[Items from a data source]
BEGIN
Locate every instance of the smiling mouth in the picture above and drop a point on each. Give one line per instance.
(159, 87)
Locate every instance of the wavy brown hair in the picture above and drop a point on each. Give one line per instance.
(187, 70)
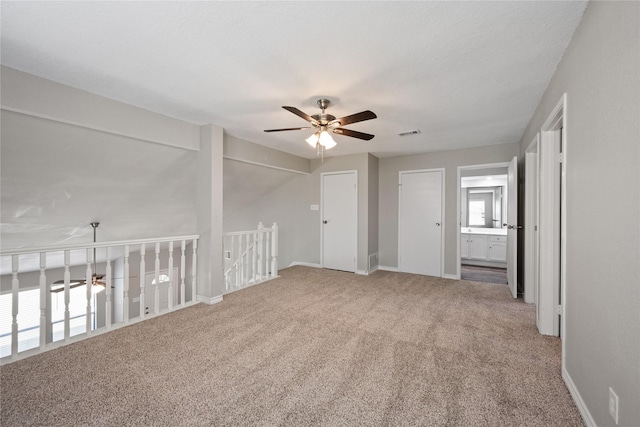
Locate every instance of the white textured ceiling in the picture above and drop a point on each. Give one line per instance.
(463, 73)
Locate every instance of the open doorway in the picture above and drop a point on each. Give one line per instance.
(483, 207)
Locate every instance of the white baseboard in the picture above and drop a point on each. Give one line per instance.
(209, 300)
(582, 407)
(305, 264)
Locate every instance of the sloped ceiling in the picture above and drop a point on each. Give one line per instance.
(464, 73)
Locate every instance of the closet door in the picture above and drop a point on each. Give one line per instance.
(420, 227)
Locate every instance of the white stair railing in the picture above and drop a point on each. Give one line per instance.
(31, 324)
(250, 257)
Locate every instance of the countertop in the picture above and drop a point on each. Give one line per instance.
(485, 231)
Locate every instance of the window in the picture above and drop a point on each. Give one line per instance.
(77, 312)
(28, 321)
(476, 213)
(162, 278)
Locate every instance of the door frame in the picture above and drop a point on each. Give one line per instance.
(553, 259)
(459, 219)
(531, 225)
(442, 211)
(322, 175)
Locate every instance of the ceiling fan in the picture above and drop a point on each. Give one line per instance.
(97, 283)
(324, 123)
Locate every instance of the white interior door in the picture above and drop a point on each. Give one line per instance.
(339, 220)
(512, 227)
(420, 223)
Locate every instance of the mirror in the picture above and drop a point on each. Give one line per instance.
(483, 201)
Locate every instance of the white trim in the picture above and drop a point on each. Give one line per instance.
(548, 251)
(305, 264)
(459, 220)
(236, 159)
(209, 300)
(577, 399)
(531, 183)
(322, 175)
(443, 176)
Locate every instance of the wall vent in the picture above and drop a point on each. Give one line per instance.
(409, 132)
END
TASK TO CARRY OUT:
Reprint every record exactly and skip the pictures.

TASK RESPONSE:
Locate every instance of the smiling mouth in the picture above and drop a point on each. Give one line per instance.
(159, 87)
Locate every instance of the wavy brown hair in the picture above and drop a point on each. Give one line per instance.
(187, 70)
Locate every instance of the white textured ceiling in the picture above and drop a point on each. Give one line per instance.
(463, 73)
Locate every instance of the open doorway in the picture above and drop a point on each. Give one line per instance.
(483, 207)
Locate every instance of the white baseboard in the picture above and drop a point on each. Give one line per instance.
(209, 300)
(582, 407)
(305, 264)
Locate every instance of the sloped ceiling in the picture above and drop a point on each. Give one line per instance.
(464, 73)
Locate every instance of the closet door in the picture above and drop a point on each. Give one line per instance.
(420, 227)
Locate every instance of the white stair railing in the picture above and drop a point on each. Give one line per instance.
(31, 324)
(250, 257)
Locate every instance of the countertop in the picture above and drop a point on each. Give one line per instance.
(485, 231)
Locate every instance of the window in the picture above and drop a point on each. Give one line per instance.
(77, 312)
(28, 321)
(476, 213)
(162, 278)
Locate every instance of the door frame in the picture above and drop a point on each. Give one line per instance.
(553, 259)
(459, 219)
(531, 225)
(442, 211)
(322, 175)
Locate every instance of the ceiling fan in the picture above and drop a point on each. Give one line per instance.
(97, 283)
(324, 123)
Locate every instance of the white interior door in the picture above and drop a point on each. Give one line per instance.
(339, 220)
(512, 227)
(420, 223)
Locate every instance of the mirror in the picture above and drop a point on each. Give one line per instance.
(483, 201)
Locate every instance of the white trim in the picture above and drop a point on each. Give one line per instance.
(548, 251)
(305, 264)
(459, 220)
(236, 159)
(209, 300)
(577, 399)
(531, 183)
(322, 175)
(443, 176)
Locate every instance of the wall vent in the picture above and drop a point on each. Give one line per instance.
(409, 132)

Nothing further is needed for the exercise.